Write out all of the entries below line for line, changing nothing.

> [Items from a dataset]

— Begin —

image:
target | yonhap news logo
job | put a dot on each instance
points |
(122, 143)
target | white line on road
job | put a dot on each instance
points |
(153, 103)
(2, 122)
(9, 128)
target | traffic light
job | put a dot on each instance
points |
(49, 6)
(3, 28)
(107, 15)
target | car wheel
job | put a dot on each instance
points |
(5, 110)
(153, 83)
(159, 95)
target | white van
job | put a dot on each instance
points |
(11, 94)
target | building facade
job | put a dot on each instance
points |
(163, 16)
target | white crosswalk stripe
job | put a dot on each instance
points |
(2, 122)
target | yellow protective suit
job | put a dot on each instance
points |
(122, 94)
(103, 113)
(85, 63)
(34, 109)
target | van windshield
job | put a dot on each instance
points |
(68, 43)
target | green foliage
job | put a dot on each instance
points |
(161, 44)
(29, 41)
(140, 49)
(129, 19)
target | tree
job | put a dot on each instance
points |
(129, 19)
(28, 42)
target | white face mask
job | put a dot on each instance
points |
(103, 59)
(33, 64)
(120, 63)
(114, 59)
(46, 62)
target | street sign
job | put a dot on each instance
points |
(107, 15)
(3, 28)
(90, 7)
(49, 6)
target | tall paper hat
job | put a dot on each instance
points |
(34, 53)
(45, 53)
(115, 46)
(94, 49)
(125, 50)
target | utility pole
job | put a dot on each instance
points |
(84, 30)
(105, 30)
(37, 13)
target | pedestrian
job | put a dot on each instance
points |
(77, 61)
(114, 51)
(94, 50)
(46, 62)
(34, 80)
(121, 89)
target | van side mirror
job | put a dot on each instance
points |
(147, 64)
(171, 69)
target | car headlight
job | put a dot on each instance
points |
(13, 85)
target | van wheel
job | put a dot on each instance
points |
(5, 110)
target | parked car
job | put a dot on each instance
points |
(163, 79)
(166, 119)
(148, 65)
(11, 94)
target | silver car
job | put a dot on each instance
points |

— End —

> [Result below]
image:
target | yonhap news logo
job | put a dot on each instance
points |
(122, 143)
target | white line on road
job | put a dot on each instance
points |
(153, 103)
(2, 122)
(9, 128)
target | traffic light
job | put a dot on each instance
points |
(49, 6)
(3, 28)
(107, 15)
target | car wheel
job | put a dot on each instance
points |
(5, 110)
(153, 83)
(159, 95)
target | white van
job | put a dot on each instance
points |
(11, 94)
target | building facade
job | put a dot on each instance
points |
(163, 16)
target | white crosswalk stripe
job | put a dot on each instance
points |
(2, 122)
target | yellow protective suit
job | put a dot on each instance
points |
(122, 94)
(103, 113)
(85, 63)
(34, 109)
target | van windshield
job | put a dot on each instance
points |
(68, 43)
target | green foliage
job | put a dot on each instance
points |
(161, 44)
(29, 41)
(140, 49)
(129, 19)
target | tree
job | put a dot on each instance
points |
(129, 19)
(28, 42)
target | white face mask
job | put a dot on each instance
points |
(103, 59)
(33, 64)
(120, 63)
(114, 59)
(46, 62)
target | street sign
job | put a dot on each instance
points |
(107, 15)
(3, 28)
(90, 7)
(49, 6)
target | tall paper hat
job | put a dot on each instance
points |
(34, 53)
(45, 53)
(115, 46)
(94, 49)
(125, 50)
target | utility pole
job | put a dot on each instance
points |
(84, 30)
(105, 30)
(37, 13)
target | pedestrian
job | put a dot on each instance
points |
(77, 61)
(114, 51)
(94, 50)
(46, 62)
(34, 80)
(121, 89)
target | van side mirror
job | put a dot on each instance
points |
(147, 64)
(171, 69)
target | car headlight
job | put a dot on each instance
points |
(13, 85)
target | van wheel
job | put a dot on each instance
points |
(5, 110)
target | parked car
job | put a dot on each instance
points |
(163, 79)
(166, 119)
(148, 65)
(11, 94)
target | silver car
job | put a dot on each instance
points |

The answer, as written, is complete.